• _Dataset records_
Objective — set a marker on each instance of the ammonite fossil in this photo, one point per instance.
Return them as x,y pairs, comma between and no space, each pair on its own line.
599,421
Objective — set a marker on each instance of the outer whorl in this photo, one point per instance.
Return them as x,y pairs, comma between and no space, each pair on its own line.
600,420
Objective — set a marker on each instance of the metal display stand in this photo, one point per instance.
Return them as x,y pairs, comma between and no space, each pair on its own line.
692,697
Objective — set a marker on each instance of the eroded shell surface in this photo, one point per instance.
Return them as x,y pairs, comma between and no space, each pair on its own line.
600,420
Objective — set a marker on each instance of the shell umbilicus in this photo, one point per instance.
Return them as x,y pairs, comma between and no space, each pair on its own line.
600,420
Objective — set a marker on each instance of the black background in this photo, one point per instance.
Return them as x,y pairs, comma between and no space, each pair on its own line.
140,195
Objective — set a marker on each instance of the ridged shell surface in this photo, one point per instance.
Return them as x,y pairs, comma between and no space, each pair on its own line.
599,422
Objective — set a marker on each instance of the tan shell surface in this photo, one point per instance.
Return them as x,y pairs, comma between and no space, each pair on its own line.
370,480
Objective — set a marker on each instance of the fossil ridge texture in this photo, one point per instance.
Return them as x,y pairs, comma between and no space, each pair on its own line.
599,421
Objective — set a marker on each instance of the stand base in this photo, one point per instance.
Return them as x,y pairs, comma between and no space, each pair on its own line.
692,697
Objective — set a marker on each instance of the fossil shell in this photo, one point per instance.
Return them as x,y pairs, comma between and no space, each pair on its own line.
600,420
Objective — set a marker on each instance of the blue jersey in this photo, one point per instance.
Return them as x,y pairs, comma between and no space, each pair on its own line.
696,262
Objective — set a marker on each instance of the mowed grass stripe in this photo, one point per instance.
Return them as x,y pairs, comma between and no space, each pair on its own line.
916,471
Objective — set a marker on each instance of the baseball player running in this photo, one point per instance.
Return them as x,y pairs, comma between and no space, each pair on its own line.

• _What you should do_
Extract every line of the material above and reproduce each one unchanged, in the same order.

• _Correct response_
Objective — set a marker on each instance of the ammonite fossil in this photo, one point per instance.
Return them as x,y pairs, comma between and no space, each pair on its own line.
599,421
Objective — set a marker on each instance of the outer whorl in this photo, one point per instance.
Return them as x,y pairs, comma between and no space, each pair on its own line.
600,420
Objective — set a marker on each instance of the metal display stand in this photo, one point per instance.
Return them as x,y pairs, comma between and no space, each pair on its own line.
692,697
Objective — set a marker on each instance of the eroded shell surface in this photo, one point per instance.
Return them as x,y pairs, comma between and no space, each pair on its own line.
600,420
Objective — set a marker on each instance of the shell umbilicus in this photo, one point per instance.
Return them as x,y pairs, comma between and no space, each pair on its own line.
600,420
Objective — set a marker on each instance of the black background in this photo, one point per instance.
Return them as x,y pairs, comma between and no space, each pair on its own line.
140,195
Objective — set a marker on each instance of the ridged shell surface in this photo, one point per instance.
Return them as x,y pairs, comma between and no space, each pair on its own line.
599,422
Objective — set a marker on each instance of the tan shell surface in this photo, one point per instance.
Return them as x,y pairs, comma between and no space, each pair on its own line.
370,480
Objective — set a marker on each instance of the fossil ridge texture in this photo, one point per instance.
Return them as x,y pairs, comma between and no space, each pair on its own line.
599,421
Objective — set a marker on each instance of the stand base in this photo, one point per instance.
Return them as x,y pairs, comma between and no space, each pair on its own line.
692,697
Objective — set a marker on each instance of the fossil shell in this photo, one point per instance.
Return them as x,y pairs, comma between and no space, each pair on its own line.
600,420
Objective — set a marker on each instance of the blue jersey in this photo, one point per instance.
Return them as x,y pairs, comma between and no space, each pair on its own line.
696,262
Objective — set a marker on each instance of the mowed grass stripe in this photo, one point per instance.
Return them as x,y pairs, comma between and no space, each pair on its own line.
916,471
Objective — set a marker on each instance of the baseball player running in this photo, one point per instance.
Return them as x,y pairs, comma between and no space, each pair on its own line.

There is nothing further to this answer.